[Activity] What is needed is a word-for-word copy of all the entries, minus the pictures.

[Data to use]
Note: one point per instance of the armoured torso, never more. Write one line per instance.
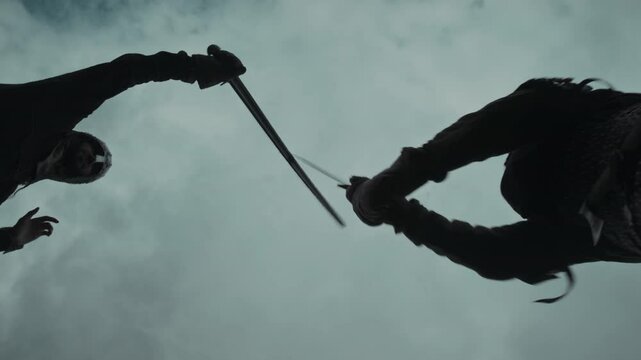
(551, 179)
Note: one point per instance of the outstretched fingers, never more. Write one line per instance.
(47, 218)
(30, 214)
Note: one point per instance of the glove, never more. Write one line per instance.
(371, 202)
(217, 67)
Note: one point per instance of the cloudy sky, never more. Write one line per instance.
(202, 244)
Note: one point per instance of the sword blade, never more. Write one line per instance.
(253, 107)
(322, 171)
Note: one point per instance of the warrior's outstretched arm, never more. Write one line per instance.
(59, 103)
(527, 250)
(506, 124)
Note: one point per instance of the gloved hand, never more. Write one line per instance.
(216, 67)
(370, 200)
(28, 229)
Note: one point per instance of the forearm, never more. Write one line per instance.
(500, 127)
(526, 250)
(65, 100)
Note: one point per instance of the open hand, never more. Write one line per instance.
(27, 229)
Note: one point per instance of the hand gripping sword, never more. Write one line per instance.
(248, 100)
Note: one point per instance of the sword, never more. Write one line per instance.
(253, 107)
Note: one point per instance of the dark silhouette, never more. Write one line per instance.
(571, 173)
(37, 140)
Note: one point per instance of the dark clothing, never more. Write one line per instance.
(559, 140)
(36, 115)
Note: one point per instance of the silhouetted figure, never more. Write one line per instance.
(37, 140)
(571, 148)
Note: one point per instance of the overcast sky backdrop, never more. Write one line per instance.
(201, 243)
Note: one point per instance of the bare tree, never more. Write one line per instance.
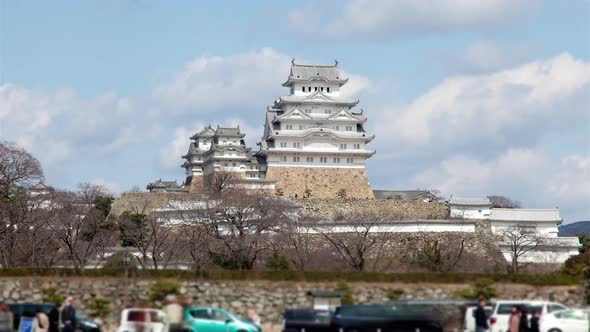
(519, 241)
(152, 236)
(302, 245)
(18, 168)
(237, 224)
(81, 227)
(355, 238)
(503, 202)
(436, 252)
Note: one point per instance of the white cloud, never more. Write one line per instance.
(501, 109)
(385, 18)
(57, 125)
(170, 154)
(485, 56)
(527, 175)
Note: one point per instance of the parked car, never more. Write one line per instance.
(469, 323)
(211, 319)
(139, 319)
(502, 310)
(377, 317)
(565, 321)
(308, 320)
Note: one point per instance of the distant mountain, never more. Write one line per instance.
(575, 228)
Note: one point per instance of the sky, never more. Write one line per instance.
(471, 98)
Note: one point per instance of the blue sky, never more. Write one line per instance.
(470, 98)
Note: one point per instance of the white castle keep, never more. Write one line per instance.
(314, 143)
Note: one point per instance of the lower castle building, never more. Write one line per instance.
(223, 150)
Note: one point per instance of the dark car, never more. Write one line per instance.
(28, 310)
(378, 317)
(308, 320)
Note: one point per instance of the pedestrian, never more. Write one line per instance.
(41, 323)
(514, 321)
(173, 311)
(535, 322)
(524, 321)
(55, 321)
(481, 320)
(6, 318)
(68, 316)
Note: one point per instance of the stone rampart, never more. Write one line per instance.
(321, 182)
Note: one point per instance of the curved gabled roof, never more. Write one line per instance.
(307, 73)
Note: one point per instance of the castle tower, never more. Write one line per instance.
(314, 144)
(220, 149)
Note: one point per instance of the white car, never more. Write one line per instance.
(469, 323)
(502, 310)
(144, 320)
(565, 321)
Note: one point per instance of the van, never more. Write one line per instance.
(502, 310)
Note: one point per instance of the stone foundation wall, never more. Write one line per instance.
(322, 182)
(270, 299)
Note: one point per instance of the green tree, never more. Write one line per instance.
(481, 289)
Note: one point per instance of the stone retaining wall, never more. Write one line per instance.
(270, 299)
(323, 182)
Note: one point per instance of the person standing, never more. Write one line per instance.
(514, 321)
(535, 322)
(68, 316)
(55, 322)
(174, 313)
(41, 323)
(481, 319)
(524, 321)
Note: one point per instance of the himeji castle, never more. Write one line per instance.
(221, 149)
(314, 143)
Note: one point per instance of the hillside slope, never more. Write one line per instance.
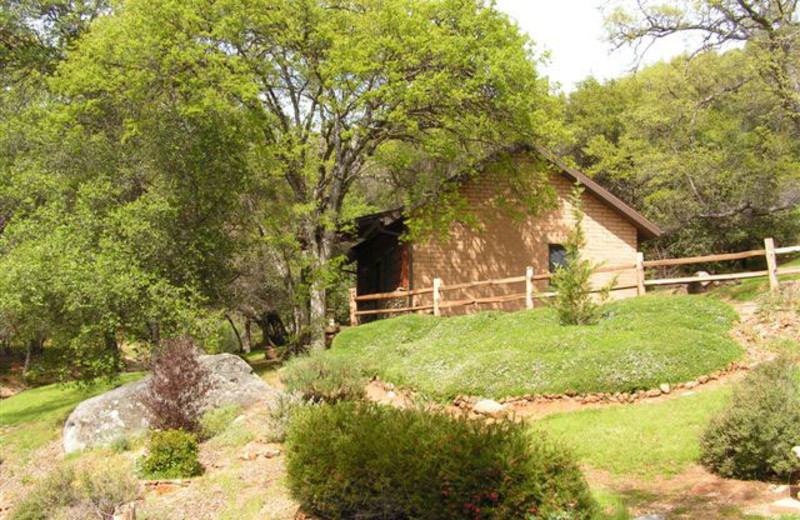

[Solution to this problem]
Note: one point per instance of the armoured torso, never more. Write one line per instance.
(551, 179)
Note: one point per instance of the outstretched fingers, never more. Write one line per instance.
(47, 218)
(30, 214)
Note: one point per instance of the glove, never more. Write one line per instance.
(371, 202)
(217, 67)
Note: one point per instance of the cloudy sky, never more. Write one line per instance.
(202, 244)
Note: one point per instance of the sword blade, never more. Write one line per instance.
(253, 107)
(322, 171)
Note: one point per instance of the warrior's outstretched arm, never more. Write one line per instance.
(59, 103)
(527, 250)
(506, 124)
Note: one point per instance of the gloved hand, never more. Write one line per instance.
(216, 67)
(370, 200)
(28, 229)
Note: one point per instance of the forearm, never more. Write one line per instance.
(500, 127)
(526, 250)
(65, 100)
Note: one point per instance of the open hand, never more. Write one line per instance.
(27, 229)
Note: one point per instance of the hand gripping sword, never more. Write one line per instance.
(248, 100)
Note: one point per instance of the sword, never more. Write one line per instance.
(253, 107)
Note: one point per instance of the dark silhouette, never more. Write one line per instance.
(571, 173)
(37, 140)
Note: one point per instance of the dark clothing, never more. Write one line per instance.
(559, 140)
(36, 115)
Note: one point per instance of the silhouetted figure, never more. Write one line per instance.
(37, 140)
(571, 148)
Note: one point per instance of the overcast sky backdrop, never more. Write one line per instance.
(201, 243)
Note: one point per instance of the bare tree, never more. Write one line per instance.
(519, 241)
(152, 236)
(302, 245)
(18, 168)
(237, 224)
(81, 227)
(355, 238)
(503, 202)
(436, 252)
Note: one point per instance of the white cloud, never more. Write one line per instance.
(501, 109)
(385, 18)
(57, 125)
(170, 154)
(485, 56)
(527, 175)
Note: one point per instance of the parked car, never more. Write one line per instance.
(469, 323)
(211, 319)
(139, 319)
(502, 310)
(377, 317)
(565, 321)
(308, 320)
Note: one point per instance of the distant mountain, never more. Write one line per instance.
(575, 228)
Note: one point per instance of the sky, never more. Write one line per instance.
(471, 98)
Note: one point per instance of the blue sky, never more. Write one line per instance.
(470, 98)
Note: one point per instance of the white castle keep, never more. Write one line per instance.
(314, 143)
Note: one point per instance of the lower castle building, never more. Write one line per instance.
(223, 150)
Note: one point per instance of the dark car, never more. Write one line per instance.
(28, 310)
(378, 317)
(308, 320)
Note: one point per instance of the pedestrian, never more. Write one line per instance.
(41, 323)
(514, 321)
(173, 311)
(535, 322)
(524, 321)
(55, 321)
(481, 320)
(6, 318)
(68, 316)
Note: one point per instance of the stone rampart, never more. Write one line per instance.
(321, 182)
Note: one point per instance of the curved gabled roof, never more. Write one line per instance.
(307, 73)
Note: one point per instance of the castle tower, never more. Write one line per instance.
(314, 144)
(220, 149)
Note: one point per instance of the white car, never more. Write one line per instance.
(469, 323)
(502, 310)
(144, 320)
(565, 321)
Note: one point per instance of the van, never more. Write one line per instance.
(502, 310)
Note: one point per instance of the stone foundation wall, never more. Write one line per instance.
(322, 182)
(270, 299)
Note: one point per instance of the green tree, never more. Write one line per instance.
(481, 289)
Note: one point per instance of the stone retaining wall, never more. Write one line per instance.
(270, 299)
(323, 182)
Note: one point per instance of the person standing, never more. Write one line per instance.
(514, 321)
(535, 322)
(68, 316)
(55, 322)
(174, 313)
(41, 323)
(481, 319)
(524, 321)
Note: one point per instance of the himeji castle, never more. Write one line per instance.
(221, 149)
(314, 143)
Note: one point per instance of the hillside slope, never more. Write one line per instance.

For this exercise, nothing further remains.